## Start

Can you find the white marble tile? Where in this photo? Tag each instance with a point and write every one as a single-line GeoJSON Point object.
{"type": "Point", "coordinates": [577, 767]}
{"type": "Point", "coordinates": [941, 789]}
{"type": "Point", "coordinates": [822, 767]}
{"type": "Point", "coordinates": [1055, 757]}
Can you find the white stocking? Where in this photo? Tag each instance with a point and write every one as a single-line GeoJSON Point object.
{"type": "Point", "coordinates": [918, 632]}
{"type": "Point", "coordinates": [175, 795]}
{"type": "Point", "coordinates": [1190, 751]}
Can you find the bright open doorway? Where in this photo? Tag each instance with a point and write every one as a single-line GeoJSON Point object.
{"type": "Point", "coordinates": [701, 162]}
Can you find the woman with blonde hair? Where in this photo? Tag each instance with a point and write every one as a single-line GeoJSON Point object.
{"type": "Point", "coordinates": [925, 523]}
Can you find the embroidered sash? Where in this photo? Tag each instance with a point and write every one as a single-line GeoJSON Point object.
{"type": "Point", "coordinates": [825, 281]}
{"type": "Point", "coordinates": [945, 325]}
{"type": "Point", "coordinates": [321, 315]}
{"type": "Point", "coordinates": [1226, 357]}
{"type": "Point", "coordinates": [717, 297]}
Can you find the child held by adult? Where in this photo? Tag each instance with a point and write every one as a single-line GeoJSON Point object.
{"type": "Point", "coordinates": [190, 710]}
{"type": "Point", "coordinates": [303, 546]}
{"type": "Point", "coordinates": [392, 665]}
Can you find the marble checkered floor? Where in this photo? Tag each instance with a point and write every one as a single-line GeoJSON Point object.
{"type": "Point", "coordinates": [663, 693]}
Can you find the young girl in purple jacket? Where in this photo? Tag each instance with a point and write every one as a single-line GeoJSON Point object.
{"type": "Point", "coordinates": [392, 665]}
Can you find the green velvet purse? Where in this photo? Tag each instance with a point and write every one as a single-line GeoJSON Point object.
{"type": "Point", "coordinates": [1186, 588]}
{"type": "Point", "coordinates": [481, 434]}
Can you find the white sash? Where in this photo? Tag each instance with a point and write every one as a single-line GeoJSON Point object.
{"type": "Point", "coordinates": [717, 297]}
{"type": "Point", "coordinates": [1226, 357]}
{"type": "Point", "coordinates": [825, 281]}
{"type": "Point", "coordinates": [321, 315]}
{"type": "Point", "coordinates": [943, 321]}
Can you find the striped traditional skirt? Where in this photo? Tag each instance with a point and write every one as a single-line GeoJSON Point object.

## End

● Exercise:
Copy out, word for word, the lines of the material above, from the line containing "Can you find the white sash?" through the last line of the material, both included.

● Solution for this task:
Can you find the white sash? Where in this photo? Tag each instance with a point and write every one as a single-line GeoJSON Point object.
{"type": "Point", "coordinates": [717, 297]}
{"type": "Point", "coordinates": [1226, 357]}
{"type": "Point", "coordinates": [825, 281]}
{"type": "Point", "coordinates": [321, 315]}
{"type": "Point", "coordinates": [943, 321]}
Can you find the striped traditional skirt? Where in this photo? Tag each instance with a point and write every one as a single-line GeoJSON Point object.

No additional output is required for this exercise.